Written problem –
Copy the lines below, substituting "places a single dot" for every "marks one dot" and keeping everything else the same.

** begin **

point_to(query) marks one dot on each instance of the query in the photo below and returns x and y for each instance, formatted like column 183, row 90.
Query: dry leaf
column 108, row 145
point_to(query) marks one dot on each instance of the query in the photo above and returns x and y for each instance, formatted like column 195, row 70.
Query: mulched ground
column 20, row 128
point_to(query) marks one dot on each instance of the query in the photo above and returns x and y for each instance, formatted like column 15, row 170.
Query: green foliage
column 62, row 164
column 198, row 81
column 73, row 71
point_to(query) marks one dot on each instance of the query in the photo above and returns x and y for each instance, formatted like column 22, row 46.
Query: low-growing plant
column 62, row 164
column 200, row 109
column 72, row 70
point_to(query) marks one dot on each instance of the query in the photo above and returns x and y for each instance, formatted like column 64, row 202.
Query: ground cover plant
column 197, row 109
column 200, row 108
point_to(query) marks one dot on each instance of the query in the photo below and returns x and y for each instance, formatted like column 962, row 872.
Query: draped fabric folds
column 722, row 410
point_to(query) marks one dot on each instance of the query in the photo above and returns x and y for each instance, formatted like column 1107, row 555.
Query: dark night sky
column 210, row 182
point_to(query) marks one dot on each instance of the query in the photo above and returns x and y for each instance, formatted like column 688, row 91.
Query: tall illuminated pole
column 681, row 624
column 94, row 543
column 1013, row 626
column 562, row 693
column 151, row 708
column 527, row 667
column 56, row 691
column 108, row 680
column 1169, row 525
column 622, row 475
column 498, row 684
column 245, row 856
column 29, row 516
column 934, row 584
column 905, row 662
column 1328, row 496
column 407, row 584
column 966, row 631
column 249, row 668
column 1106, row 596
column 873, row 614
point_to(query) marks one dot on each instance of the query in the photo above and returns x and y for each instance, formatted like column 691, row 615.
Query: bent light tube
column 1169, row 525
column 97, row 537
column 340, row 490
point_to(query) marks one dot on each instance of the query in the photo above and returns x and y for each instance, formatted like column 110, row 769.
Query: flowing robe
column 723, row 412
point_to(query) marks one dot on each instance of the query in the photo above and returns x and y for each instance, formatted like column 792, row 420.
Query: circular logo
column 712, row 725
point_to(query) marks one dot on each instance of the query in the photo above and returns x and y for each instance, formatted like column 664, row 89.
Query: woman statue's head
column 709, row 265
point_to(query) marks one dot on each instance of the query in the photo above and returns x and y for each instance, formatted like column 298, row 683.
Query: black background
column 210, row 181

** end **

In response –
point_to(query) places a single dot on each instance of the query in the photo below and returns x and y for each instance, formatted like column 183, row 90.
Query: dry leaf
column 108, row 145
point_to(query) places a single dot on each instance of the query in the photo above and returns x and y for each instance, formatted like column 195, row 70.
Query: mulched ground
column 20, row 128
point_to(query) places a single dot on each instance of the query in the photo above and returns x and y for each instance, formatted like column 15, row 170.
Query: green foliage
column 62, row 164
column 198, row 81
column 73, row 71
point_to(query) places a single dot on each instance of the query in the photo above and returns x and y for each instance, formatted like column 22, row 46.
Query: low-growing plant
column 62, row 164
column 200, row 109
column 72, row 70
point_to(query) places a single dot on each instance of the query in the photo above and returns x and y for each instance, formatted like column 64, row 202.
Query: ground cover plant
column 197, row 109
column 200, row 108
point_to(query) places a single dot on each instance of the query in the photo below and returns x and y for each instance, formatted like column 962, row 872.
Query: draped fabric folds
column 722, row 410
point_to(query) places a single dot on each instance of the query in the photo above and returns x and y for each instance, formatted like column 1107, row 555.
Query: dark night sky
column 210, row 182
point_to(query) places a single dot on each instance of the query in the photo above and returns x and y for each instance, formatted like column 688, row 91.
Query: tall illuminated pole
column 681, row 624
column 94, row 543
column 1013, row 626
column 562, row 693
column 151, row 708
column 527, row 667
column 56, row 691
column 108, row 680
column 1169, row 525
column 622, row 475
column 498, row 684
column 245, row 856
column 29, row 516
column 934, row 584
column 905, row 662
column 1328, row 496
column 407, row 584
column 966, row 631
column 249, row 668
column 1106, row 596
column 873, row 614
point_to(query) places a single dot on each instance of the query in the photo above and returns x and y for each instance, formatted like column 691, row 615.
Query: bent light tube
column 1169, row 525
column 97, row 537
column 340, row 490
point_to(query) places a single dot on each instance of the query in the photo above and returns x and y for each instance, formatted like column 110, row 769.
Query: flowing robe
column 723, row 412
point_to(query) places a single dot on each instance of the query in the photo above and returns x and y for each instance, formatted like column 792, row 420.
Query: circular logo
column 712, row 725
point_to(query) places a single dot on each instance of the query in the photo above and returns x and y for each instance, formatted like column 664, row 89.
Query: woman statue's head
column 709, row 265
point_to(query) places a single dot on each instance of the query in the photo above and returns x and y for each instance, formatted like column 298, row 683.
Query: black background
column 210, row 181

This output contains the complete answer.